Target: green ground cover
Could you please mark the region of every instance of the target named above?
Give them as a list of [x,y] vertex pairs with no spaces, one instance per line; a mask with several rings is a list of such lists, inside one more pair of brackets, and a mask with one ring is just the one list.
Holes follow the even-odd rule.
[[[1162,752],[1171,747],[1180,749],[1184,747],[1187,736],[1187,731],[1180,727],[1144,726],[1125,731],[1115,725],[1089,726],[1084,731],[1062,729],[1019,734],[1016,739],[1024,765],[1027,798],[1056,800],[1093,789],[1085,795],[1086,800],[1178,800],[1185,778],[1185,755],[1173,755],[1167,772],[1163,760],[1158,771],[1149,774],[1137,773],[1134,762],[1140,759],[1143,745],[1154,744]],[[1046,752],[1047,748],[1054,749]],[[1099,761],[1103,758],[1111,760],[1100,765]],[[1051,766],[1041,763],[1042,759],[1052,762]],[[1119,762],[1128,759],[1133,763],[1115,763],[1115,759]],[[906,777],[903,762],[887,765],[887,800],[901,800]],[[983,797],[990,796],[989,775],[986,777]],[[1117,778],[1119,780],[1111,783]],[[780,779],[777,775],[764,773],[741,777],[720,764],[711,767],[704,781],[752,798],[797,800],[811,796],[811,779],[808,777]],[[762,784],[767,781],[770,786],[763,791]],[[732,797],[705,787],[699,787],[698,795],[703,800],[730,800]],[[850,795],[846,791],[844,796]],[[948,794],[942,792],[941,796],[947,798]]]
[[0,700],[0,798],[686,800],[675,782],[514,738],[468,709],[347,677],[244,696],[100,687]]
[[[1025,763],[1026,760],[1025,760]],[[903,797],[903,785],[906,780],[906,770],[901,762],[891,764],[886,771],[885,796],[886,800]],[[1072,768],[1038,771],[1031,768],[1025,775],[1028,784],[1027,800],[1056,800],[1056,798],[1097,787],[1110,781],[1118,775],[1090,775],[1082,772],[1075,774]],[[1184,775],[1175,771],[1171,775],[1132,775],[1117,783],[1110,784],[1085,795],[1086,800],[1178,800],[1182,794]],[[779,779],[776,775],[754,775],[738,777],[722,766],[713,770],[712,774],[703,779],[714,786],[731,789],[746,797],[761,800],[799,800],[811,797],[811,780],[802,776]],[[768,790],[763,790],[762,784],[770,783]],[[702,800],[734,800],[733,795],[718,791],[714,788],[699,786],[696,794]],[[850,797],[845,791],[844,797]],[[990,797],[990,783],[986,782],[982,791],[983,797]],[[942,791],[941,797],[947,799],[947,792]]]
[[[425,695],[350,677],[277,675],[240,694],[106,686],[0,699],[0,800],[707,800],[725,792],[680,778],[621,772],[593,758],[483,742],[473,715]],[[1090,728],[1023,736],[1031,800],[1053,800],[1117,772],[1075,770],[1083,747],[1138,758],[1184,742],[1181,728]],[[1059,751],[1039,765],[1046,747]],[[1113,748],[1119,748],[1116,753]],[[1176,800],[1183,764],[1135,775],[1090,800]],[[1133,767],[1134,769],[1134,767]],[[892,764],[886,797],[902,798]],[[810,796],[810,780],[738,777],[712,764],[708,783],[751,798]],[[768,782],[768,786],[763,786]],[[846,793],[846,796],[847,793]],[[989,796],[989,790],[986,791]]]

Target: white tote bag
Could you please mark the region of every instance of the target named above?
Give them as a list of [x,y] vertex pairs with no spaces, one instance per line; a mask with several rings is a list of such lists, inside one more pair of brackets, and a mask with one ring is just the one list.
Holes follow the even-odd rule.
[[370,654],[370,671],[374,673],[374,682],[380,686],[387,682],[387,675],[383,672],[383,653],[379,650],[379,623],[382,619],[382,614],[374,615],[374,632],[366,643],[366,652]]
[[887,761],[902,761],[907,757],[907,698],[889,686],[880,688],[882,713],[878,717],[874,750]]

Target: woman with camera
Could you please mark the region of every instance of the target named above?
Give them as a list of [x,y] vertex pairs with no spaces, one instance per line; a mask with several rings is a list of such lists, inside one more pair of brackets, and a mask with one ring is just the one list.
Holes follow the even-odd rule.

ASSIGNMENT »
Whatever the entries say, repeat all of them exactly.

EXPECTED ANSWER »
Target: green ground cover
Could you please mark the region of every instance of the target named above?
Give them as a list of [x,y] vertex pairs with no spaces, one instance per line; a mask with several rings is a list of such lists, inside one more pair of brackets, and a mask with one ring is just the one list.
Holes follow the even-odd rule.
[[[1162,752],[1171,747],[1180,749],[1184,747],[1187,736],[1187,731],[1180,727],[1144,726],[1125,731],[1115,725],[1089,726],[1084,731],[1062,729],[1019,734],[1016,739],[1024,765],[1027,798],[1056,800],[1093,789],[1085,795],[1086,800],[1178,800],[1185,778],[1185,755],[1173,755],[1167,772],[1163,760],[1158,771],[1149,774],[1137,773],[1134,762],[1140,759],[1143,745],[1154,744]],[[1046,752],[1047,748],[1054,749]],[[1099,761],[1103,758],[1111,760],[1100,765]],[[1051,766],[1041,763],[1042,759],[1052,762]],[[1119,762],[1128,759],[1133,763],[1115,763],[1115,759]],[[906,777],[903,762],[887,765],[887,800],[901,800]],[[983,797],[990,796],[989,775],[986,777]],[[1117,778],[1119,780],[1111,783]],[[780,779],[777,775],[764,773],[741,777],[720,764],[711,767],[704,781],[752,798],[797,800],[811,796],[811,779],[808,777]],[[762,784],[767,781],[770,786],[763,791]],[[732,797],[705,787],[699,787],[698,795],[703,800],[730,800]],[[850,795],[846,791],[844,796]],[[948,794],[942,792],[941,796],[947,798]]]
[[0,700],[0,798],[686,800],[675,782],[514,738],[468,709],[347,677],[244,696],[100,687]]
[[[1025,763],[1026,760],[1025,760]],[[903,797],[903,785],[906,780],[906,770],[901,762],[891,764],[886,771],[885,796],[886,800]],[[1072,768],[1038,771],[1031,768],[1025,775],[1028,784],[1027,800],[1056,800],[1056,798],[1097,787],[1110,781],[1118,775],[1090,775],[1082,772],[1075,774]],[[1184,775],[1175,771],[1171,775],[1132,775],[1117,783],[1110,784],[1085,795],[1086,800],[1178,800],[1182,794]],[[779,779],[776,775],[754,775],[738,777],[722,766],[713,770],[712,774],[703,779],[714,786],[731,789],[746,797],[761,800],[799,800],[811,797],[811,780],[802,776]],[[768,790],[763,790],[762,784],[770,783]],[[702,800],[734,800],[733,795],[718,791],[714,788],[699,786],[696,794]],[[850,797],[845,791],[844,797]],[[990,797],[990,783],[986,782],[982,791],[983,797]],[[942,791],[941,797],[947,799],[947,792]]]
[[[425,695],[350,677],[277,675],[240,694],[106,686],[0,699],[0,800],[707,800],[725,792],[680,778],[621,772],[593,758],[483,742],[473,715]],[[1090,728],[1023,736],[1031,800],[1053,800],[1117,772],[1075,770],[1083,747],[1138,758],[1184,742],[1181,728]],[[1059,751],[1039,765],[1046,747]],[[1113,748],[1119,748],[1116,753]],[[1176,800],[1183,764],[1135,775],[1090,800]],[[1133,767],[1134,769],[1134,767]],[[892,764],[886,797],[902,798]],[[810,796],[810,780],[738,777],[712,764],[708,783],[751,798]],[[768,782],[768,786],[763,786]],[[846,793],[846,796],[847,793]],[[989,796],[989,790],[986,791]]]

Target: white tote bag
Could you please mark the region of every instance of the target named above?
Give them as a list of [x,y] vertex pairs with no spaces, one instance per line; a mask with several rings is a list of such lists, inside one more pair of brackets, and a mask with one ring is just the one list.
Holes follow the even-odd rule.
[[370,654],[370,671],[374,673],[374,682],[380,686],[387,682],[387,675],[383,672],[383,653],[379,650],[379,623],[382,619],[382,614],[374,615],[374,632],[366,643],[366,652]]
[[887,761],[902,761],[907,757],[907,698],[889,686],[880,688],[882,713],[878,717],[874,750]]

Target: woman with camera
Could you please mark the region of every instance of the target named above?
Give them as a list of [x,y] vertex pairs with no spaces, one instance per line; a mask with several rings is a list of such lists, inside one more pair of brackets, and a mask with one ring is just the one list.
Holes follow the even-odd rule.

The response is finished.